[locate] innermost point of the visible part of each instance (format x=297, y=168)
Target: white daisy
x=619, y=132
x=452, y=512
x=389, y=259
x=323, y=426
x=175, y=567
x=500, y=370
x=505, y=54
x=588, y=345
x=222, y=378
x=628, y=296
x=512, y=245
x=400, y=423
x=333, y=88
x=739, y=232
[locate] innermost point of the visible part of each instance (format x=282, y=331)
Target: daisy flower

○ ○ ○ ○ ○

* _Task directions_: Retype the whole of the listing. Nothing may be altered or omitted.

* _Solution below_:
[locate] innermost point of the visible part of each instance (format x=297, y=168)
Target: white daisy
x=619, y=132
x=452, y=512
x=389, y=259
x=323, y=426
x=175, y=567
x=500, y=370
x=505, y=54
x=588, y=345
x=222, y=378
x=628, y=296
x=512, y=245
x=400, y=423
x=333, y=88
x=739, y=232
[locate] innermost point of the visible part of each instance (format x=282, y=331)
Target: daisy flower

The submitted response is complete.